(AIM)
Turn every line of the listing below into a numbered list, dropping any blank lines.
***** DATA IN THIS EXERCISE *****
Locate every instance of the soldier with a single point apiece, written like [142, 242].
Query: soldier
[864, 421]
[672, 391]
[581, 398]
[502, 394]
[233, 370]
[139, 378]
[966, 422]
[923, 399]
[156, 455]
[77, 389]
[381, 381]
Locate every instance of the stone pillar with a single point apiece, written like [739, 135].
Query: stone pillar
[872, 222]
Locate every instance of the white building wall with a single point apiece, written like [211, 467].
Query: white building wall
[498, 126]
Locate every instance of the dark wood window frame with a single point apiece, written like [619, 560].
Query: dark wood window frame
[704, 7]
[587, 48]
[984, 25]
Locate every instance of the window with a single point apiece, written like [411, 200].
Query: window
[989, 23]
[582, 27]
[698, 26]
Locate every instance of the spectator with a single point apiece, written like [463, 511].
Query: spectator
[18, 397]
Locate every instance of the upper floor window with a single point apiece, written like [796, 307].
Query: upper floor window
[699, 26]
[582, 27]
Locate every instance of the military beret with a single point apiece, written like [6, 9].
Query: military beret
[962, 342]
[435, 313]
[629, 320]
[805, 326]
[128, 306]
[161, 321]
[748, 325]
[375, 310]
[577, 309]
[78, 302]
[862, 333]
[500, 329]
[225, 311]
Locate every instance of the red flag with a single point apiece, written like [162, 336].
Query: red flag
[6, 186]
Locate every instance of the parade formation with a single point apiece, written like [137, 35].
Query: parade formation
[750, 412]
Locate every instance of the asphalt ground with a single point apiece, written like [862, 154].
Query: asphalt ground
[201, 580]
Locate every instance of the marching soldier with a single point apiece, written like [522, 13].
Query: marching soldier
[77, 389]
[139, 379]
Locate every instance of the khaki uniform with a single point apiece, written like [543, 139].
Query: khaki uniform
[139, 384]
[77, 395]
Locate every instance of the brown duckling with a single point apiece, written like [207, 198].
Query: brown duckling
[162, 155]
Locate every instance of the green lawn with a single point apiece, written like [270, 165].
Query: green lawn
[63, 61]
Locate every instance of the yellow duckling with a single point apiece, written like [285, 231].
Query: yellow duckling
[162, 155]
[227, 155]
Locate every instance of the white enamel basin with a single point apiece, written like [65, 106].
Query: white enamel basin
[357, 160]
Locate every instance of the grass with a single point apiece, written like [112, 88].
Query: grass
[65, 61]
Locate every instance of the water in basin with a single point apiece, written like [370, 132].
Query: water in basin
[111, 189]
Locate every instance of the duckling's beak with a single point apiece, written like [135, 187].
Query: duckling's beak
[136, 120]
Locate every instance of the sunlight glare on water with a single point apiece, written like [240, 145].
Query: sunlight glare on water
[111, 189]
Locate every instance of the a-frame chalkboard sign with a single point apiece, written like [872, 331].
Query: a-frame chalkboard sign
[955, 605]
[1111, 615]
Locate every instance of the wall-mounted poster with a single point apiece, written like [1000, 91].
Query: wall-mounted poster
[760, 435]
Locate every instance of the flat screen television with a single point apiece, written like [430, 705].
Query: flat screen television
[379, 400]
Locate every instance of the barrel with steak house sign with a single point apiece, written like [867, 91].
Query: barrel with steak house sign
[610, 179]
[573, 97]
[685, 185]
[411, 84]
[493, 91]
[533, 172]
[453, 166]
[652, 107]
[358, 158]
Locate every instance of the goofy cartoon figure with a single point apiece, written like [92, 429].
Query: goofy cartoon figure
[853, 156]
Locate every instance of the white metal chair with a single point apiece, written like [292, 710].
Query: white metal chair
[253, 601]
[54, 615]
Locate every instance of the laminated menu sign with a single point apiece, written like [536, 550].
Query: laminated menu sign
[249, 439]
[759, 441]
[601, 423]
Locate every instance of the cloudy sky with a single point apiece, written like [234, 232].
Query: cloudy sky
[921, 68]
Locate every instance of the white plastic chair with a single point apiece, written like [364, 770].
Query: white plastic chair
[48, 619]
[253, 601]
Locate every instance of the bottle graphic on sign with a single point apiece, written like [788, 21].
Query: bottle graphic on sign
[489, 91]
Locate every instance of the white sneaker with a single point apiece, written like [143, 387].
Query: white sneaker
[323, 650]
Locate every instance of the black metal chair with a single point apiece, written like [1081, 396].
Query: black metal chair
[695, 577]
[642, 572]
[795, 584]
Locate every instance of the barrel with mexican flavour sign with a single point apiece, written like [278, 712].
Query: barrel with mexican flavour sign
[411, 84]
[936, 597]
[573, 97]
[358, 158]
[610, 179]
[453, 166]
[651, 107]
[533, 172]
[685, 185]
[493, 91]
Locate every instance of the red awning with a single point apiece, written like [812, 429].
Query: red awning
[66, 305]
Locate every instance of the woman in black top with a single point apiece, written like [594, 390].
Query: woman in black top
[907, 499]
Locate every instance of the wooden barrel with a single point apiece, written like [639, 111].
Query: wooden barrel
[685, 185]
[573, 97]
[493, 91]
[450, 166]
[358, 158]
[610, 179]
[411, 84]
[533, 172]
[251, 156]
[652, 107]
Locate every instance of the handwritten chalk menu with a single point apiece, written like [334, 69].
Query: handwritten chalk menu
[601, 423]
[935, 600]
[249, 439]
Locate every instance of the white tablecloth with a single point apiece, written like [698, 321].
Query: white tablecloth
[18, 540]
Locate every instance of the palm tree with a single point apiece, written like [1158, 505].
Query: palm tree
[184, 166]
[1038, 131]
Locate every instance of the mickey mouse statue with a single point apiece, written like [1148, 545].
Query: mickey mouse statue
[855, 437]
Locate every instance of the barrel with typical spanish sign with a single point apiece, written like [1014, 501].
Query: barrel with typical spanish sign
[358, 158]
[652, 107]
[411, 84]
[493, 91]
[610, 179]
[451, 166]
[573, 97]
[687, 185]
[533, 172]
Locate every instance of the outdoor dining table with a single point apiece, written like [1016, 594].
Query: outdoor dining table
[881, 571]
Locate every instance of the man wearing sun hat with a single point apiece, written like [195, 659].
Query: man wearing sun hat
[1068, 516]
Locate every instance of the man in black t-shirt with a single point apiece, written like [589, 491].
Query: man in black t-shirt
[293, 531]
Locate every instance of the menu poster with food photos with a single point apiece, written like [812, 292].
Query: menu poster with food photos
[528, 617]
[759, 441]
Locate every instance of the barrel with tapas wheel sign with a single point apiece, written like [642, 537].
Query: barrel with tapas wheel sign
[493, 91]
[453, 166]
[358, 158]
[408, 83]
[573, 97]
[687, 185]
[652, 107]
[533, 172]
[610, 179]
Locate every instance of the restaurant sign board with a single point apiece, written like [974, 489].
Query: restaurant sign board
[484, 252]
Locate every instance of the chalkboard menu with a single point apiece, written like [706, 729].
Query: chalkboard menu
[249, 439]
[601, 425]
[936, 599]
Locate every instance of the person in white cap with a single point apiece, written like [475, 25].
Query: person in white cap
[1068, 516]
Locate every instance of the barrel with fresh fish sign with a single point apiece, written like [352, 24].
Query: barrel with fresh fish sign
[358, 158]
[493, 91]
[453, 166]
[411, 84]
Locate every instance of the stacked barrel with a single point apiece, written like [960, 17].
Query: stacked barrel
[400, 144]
*****
(THE ANSWER)
1. Locate every instance of the soldier with a single point apiece, written like [142, 242].
2. Query: soldier
3. [864, 421]
4. [672, 391]
5. [581, 398]
6. [502, 394]
7. [233, 370]
8. [139, 378]
9. [966, 422]
10. [923, 399]
11. [156, 455]
12. [77, 389]
13. [381, 381]
14. Locate every instance of the stone pillar with a single point apiece, written like [739, 135].
15. Query: stone pillar
16. [872, 222]
17. Locate every instance of the white building wall with a single point apiece, written like [211, 467].
18. Query: white building wall
19. [498, 126]
20. Locate every instance of the dark wood window frame with a single point apiece, written like [619, 560].
21. Query: dark wood window frame
22. [704, 7]
23. [587, 48]
24. [984, 25]
25. Locate every instance of the window with a single point apiece, written like [411, 200].
26. Query: window
27. [989, 23]
28. [582, 27]
29. [698, 26]
30. Locate every instance of the spectator with a single point apiece, written like [463, 511].
31. Query: spectator
32. [18, 397]
33. Locate every instance of the upper floor window with a single point apiece, written like [796, 307].
34. Query: upper floor window
35. [699, 26]
36. [582, 27]
37. Locate every instance of the military beret with a single point apiece, written like [6, 9].
38. Query: military beret
39. [962, 342]
40. [435, 313]
41. [629, 320]
42. [805, 326]
43. [128, 306]
44. [161, 321]
45. [748, 325]
46. [375, 310]
47. [577, 309]
48. [78, 302]
49. [862, 333]
50. [500, 329]
51. [225, 311]
52. Locate every instance of the red flag with a single point apiece, written like [162, 336].
53. Query: red flag
54. [6, 186]
55. Locate every instance of the parade formation with a single point apiece, written like [137, 35].
56. Query: parade formation
57. [750, 412]
58. Locate every instance of the asphalt ground with a single point apiece, written like [862, 154].
59. Query: asphalt ground
60. [201, 580]
61. Locate every instance of the marching soldier with a single point apiece, written like [522, 13].
62. Query: marching soldier
63. [77, 389]
64. [139, 379]
65. Locate every instance of the khaki uniform with a single point apiece, written like [543, 139].
66. Query: khaki uniform
67. [139, 384]
68. [77, 395]
69. Locate every instance of the brown duckling with a single point apiece, written like [207, 198].
70. Query: brown duckling
71. [162, 155]
72. Locate every instance of the green lawn with a single point apiece, written like [270, 165].
73. Query: green lawn
74. [63, 61]
75. Locate every instance of the yellow duckling with a single point apiece, written like [285, 231].
76. Query: yellow duckling
77. [162, 155]
78. [227, 155]
79. Locate every instance of the white enamel basin with a single point apiece, written like [65, 106].
80. Query: white enamel basin
81. [357, 160]
82. Locate every instance of the grass with a single point apiece, written like [112, 88].
83. Query: grass
84. [65, 61]
85. Locate every instance of the water in basin with a single point apiece, written like [370, 132].
86. Query: water in basin
87. [111, 189]
88. Locate every instance of the duckling's beak with a single point apiece, written like [135, 187].
89. Query: duckling's beak
90. [136, 120]
91. Locate every instance of the sunlight glare on water with a single point apiece, written like [240, 145].
92. Query: sunlight glare on water
93. [111, 189]
94. Locate every instance of the a-frame chalkboard sign with a single point apiece, written like [872, 331].
95. Query: a-frame chalkboard sign
96. [955, 605]
97. [1111, 615]
98. Locate every instance of the wall-mounted poster with a single point apiece, written like [1000, 91].
99. Query: wall-mounted poster
100. [760, 435]
101. Locate every instance of the flat screen television with a single point apiece, written like [430, 705].
102. Query: flat screen television
103. [379, 400]
104. Locate every instance of the barrel with steak house sign with a single point apiece, written like [867, 91].
105. Query: barrel with steak house sign
106. [610, 179]
107. [573, 97]
108. [685, 185]
109. [411, 84]
110. [493, 91]
111. [533, 172]
112. [453, 166]
113. [652, 107]
114. [358, 158]
115. Locate every instance of the goofy cartoon figure with a single point apiece, written like [92, 429].
116. Query: goofy cartoon figure
117. [853, 156]
118. Locate every instance of the white metal chair with a single point apiece, written like [292, 710].
119. Query: white metal chair
120. [253, 601]
121. [54, 615]
122. Locate every instance of the laminated menu sign with a single point apiece, written like [536, 550].
123. Query: laminated menu sign
124. [249, 439]
125. [759, 441]
126. [601, 423]
127. Locate every instance of the cloudy sky with a single point apiece, written like [234, 232].
128. Query: cloudy sky
129. [921, 68]
130. Locate every instance of the white plastic chair with a single point apiece, written like [364, 770].
131. Query: white plastic chair
132. [48, 619]
133. [253, 601]
134. Locate every instance of the bottle graphic on sign with a single point apiece, written like [788, 21].
135. Query: bottle graphic on sign
136. [489, 91]
137. Locate every instance of the white sneaker with a single point apiece, written like [143, 387].
138. Query: white sneaker
139. [323, 650]
140. Locate every instance of the black metal chair with a single point apiece, written like [1081, 396].
141. Query: black metal chair
142. [695, 577]
143. [642, 572]
144. [795, 584]
145. Locate every instance of the barrel with mexican flavour sign with a single point apiece, written like [278, 712].
146. Query: barrel with mexican flavour sign
147. [411, 84]
148. [936, 597]
149. [573, 97]
150. [358, 158]
151. [610, 179]
152. [453, 166]
153. [651, 107]
154. [533, 172]
155. [685, 185]
156. [493, 91]
157. Locate every instance of the red awning with a single point apiece, written like [812, 429].
158. Query: red awning
159. [66, 305]
160. Locate every instance of the woman in black top with a single point apiece, written like [594, 390].
161. Query: woman in black top
162. [907, 499]
163. Locate every instance of the wooden barrel with a single point apiece, written like [639, 111].
164. Query: wooden barrel
165. [685, 185]
166. [573, 97]
167. [493, 91]
168. [450, 166]
169. [358, 158]
170. [610, 179]
171. [411, 84]
172. [533, 172]
173. [251, 156]
174. [652, 107]
175. Locate every instance of the handwritten chalk menu with a single point apiece, written like [334, 69].
176. Query: handwritten chalk menu
177. [601, 423]
178. [935, 600]
179. [249, 439]
180. Locate every instance of the white tablecloth with a single point apiece, written like [698, 321].
181. Query: white tablecloth
182. [18, 540]
183. Locate every instance of the palm tree with a single point apiece, written like [1158, 505].
184. Query: palm tree
185. [184, 166]
186. [1038, 131]
187. Locate every instance of the mickey mouse statue with a single point apiece, written like [1148, 545].
188. Query: mickey mouse statue
189. [855, 437]
190. Locate every instance of the barrel with typical spanish sign with a single point apiece, written like [1014, 501].
191. Query: barrel with typical spanish sign
192. [358, 158]
193. [652, 107]
194. [411, 84]
195. [493, 91]
196. [610, 179]
197. [451, 166]
198. [573, 97]
199. [687, 185]
200. [533, 172]
201. Locate every instance of the outdoor dining table with a single point apiece, written like [1016, 594].
202. Query: outdoor dining table
203. [881, 571]
204. Locate every instance of the man wearing sun hat with a single point apiece, written like [195, 659].
205. Query: man wearing sun hat
206. [1068, 516]
207. Locate every instance of the man in black t-shirt with a single point apiece, written like [589, 491].
208. Query: man in black t-shirt
209. [293, 531]
210. Locate every instance of the menu poster with food photos with a single point apiece, written like [812, 292].
211. Query: menu poster with food photos
212. [528, 617]
213. [759, 441]
214. Locate every instance of the barrel with tapas wheel sign with a single point apiece, written like [642, 537].
215. Query: barrel with tapas wheel sign
216. [493, 91]
217. [453, 166]
218. [358, 158]
219. [408, 83]
220. [573, 97]
221. [687, 185]
222. [652, 107]
223. [533, 172]
224. [610, 179]
225. Locate every instance of the restaurant sign board with a single point apiece, written like [974, 489].
226. Query: restaurant sign board
227. [484, 252]
228. Locate every instance of the chalkboard menu with a single point apiece, written like [706, 729].
229. Query: chalkboard menu
230. [249, 439]
231. [601, 425]
232. [936, 599]
233. Locate every instance of the person in white cap with a single point apiece, written like [475, 25].
234. Query: person in white cap
235. [1068, 516]
236. Locate every instance of the barrel with fresh fish sign with a single point apiece, written like [352, 24].
237. Query: barrel with fresh fish sign
238. [358, 158]
239. [493, 91]
240. [453, 166]
241. [411, 84]
242. Locate every instance of the stacked barrel with a single point apiece, written like [960, 17].
243. Query: stacked barrel
244. [400, 144]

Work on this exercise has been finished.